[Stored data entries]

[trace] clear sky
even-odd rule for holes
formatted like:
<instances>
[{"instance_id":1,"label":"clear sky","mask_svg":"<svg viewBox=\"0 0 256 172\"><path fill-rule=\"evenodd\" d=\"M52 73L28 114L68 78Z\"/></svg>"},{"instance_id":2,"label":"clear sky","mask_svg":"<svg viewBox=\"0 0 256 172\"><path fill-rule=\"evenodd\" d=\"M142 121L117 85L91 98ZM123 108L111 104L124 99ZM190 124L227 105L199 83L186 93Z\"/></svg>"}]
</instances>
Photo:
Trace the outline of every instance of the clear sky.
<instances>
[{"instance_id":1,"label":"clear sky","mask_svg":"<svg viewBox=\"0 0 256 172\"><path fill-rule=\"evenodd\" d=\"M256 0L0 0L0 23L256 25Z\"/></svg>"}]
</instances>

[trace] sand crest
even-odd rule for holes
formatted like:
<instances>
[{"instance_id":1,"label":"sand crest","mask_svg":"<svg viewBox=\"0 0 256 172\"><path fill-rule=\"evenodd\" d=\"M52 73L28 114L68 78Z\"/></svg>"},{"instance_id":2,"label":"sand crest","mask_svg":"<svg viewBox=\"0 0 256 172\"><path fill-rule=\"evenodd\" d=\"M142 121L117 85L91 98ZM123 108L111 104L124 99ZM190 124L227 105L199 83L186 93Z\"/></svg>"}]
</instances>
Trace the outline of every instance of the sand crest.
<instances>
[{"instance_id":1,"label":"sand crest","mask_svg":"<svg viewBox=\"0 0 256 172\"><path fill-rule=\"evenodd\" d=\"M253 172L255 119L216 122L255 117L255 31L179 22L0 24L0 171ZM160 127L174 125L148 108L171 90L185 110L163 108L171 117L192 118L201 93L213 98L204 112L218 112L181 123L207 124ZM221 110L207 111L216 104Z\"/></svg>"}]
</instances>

*Your instructions*
Please extract every line of the records above and reproduce each one character for character.

*The completed task*
[trace] clear sky
even-odd rule for holes
formatted like:
<instances>
[{"instance_id":1,"label":"clear sky","mask_svg":"<svg viewBox=\"0 0 256 172\"><path fill-rule=\"evenodd\" d=\"M52 73L28 114L68 78Z\"/></svg>"},{"instance_id":2,"label":"clear sky","mask_svg":"<svg viewBox=\"0 0 256 172\"><path fill-rule=\"evenodd\" d=\"M142 121L117 85L91 98ZM123 108L111 104L124 99ZM190 124L227 105L199 83L186 93Z\"/></svg>"}]
</instances>
Photo:
Trace the outline of every instance of the clear sky.
<instances>
[{"instance_id":1,"label":"clear sky","mask_svg":"<svg viewBox=\"0 0 256 172\"><path fill-rule=\"evenodd\" d=\"M256 0L0 0L0 23L256 25Z\"/></svg>"}]
</instances>

[trace] sand crest
even-odd rule for holes
formatted like:
<instances>
[{"instance_id":1,"label":"sand crest","mask_svg":"<svg viewBox=\"0 0 256 172\"><path fill-rule=\"evenodd\" d=\"M52 73L28 114L68 78Z\"/></svg>"},{"instance_id":2,"label":"sand crest","mask_svg":"<svg viewBox=\"0 0 256 172\"><path fill-rule=\"evenodd\" d=\"M142 121L117 85L91 98ZM123 108L111 104L124 99ZM190 124L227 105L199 83L186 93Z\"/></svg>"}]
</instances>
Trace the outline of every instance of the sand crest.
<instances>
[{"instance_id":1,"label":"sand crest","mask_svg":"<svg viewBox=\"0 0 256 172\"><path fill-rule=\"evenodd\" d=\"M253 172L255 119L216 122L255 117L255 31L179 22L0 24L0 171ZM160 127L174 125L148 108L171 90L185 110L163 108L171 117L192 118L201 93L213 98L204 112L218 112L181 123L207 124ZM221 110L207 111L216 104Z\"/></svg>"}]
</instances>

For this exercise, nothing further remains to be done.